Could you reproduce the items below word for word, starting at the line that has "Put a dot on the water" and stopping after the line that has "Put a dot on the lower"?

---- Provided records

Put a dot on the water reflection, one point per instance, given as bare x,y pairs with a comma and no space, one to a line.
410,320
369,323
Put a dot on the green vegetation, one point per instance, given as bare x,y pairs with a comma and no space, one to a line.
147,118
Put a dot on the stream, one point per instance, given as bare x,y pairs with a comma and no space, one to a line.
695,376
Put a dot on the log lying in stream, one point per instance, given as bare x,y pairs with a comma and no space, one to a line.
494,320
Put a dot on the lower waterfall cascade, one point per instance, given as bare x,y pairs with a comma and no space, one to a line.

--------
---- Provided records

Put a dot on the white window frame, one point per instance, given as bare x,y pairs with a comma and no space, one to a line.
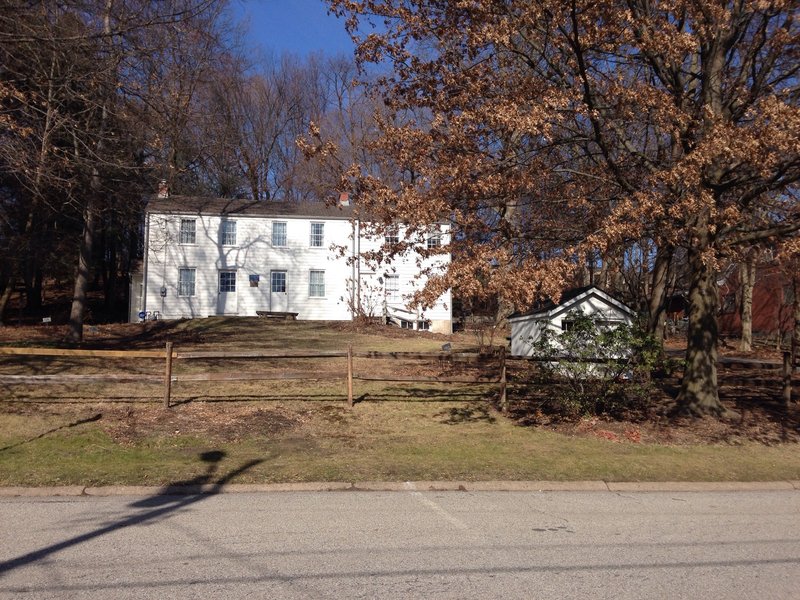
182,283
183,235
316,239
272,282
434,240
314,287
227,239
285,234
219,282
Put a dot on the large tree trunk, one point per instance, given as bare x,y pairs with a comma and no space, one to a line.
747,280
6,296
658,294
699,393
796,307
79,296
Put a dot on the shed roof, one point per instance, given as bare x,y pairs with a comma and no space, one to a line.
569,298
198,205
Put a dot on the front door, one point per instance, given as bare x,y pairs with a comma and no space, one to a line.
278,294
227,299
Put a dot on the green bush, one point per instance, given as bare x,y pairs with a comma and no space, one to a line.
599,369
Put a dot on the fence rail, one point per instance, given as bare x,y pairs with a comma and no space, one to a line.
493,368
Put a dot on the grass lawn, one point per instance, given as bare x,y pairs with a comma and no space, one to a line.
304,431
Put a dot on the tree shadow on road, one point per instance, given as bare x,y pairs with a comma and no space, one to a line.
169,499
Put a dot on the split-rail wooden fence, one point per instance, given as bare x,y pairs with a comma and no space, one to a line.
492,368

--------

▶ Response to this exercise
Put a dot on the water reflection, one point per instance, given as bare x,y pairs with a comma and no space, one to a line.
410,320
369,323
Put a dot on the green vegetation, one point per instance, given as bare x,y pairs with a comma and no space, one to a line.
147,118
Put a dot on the stream, one point per instance, given as bare x,y pairs with a comma and no space, one to a line.
695,376
Put a dot on the log lying in stream, one point per instance, given as bare x,y pairs with a comma and no space, one to a line.
494,320
Put a dot on the lower waterfall cascade, one point per instance, given as bare x,y pairs with a comma and no space, one to a line.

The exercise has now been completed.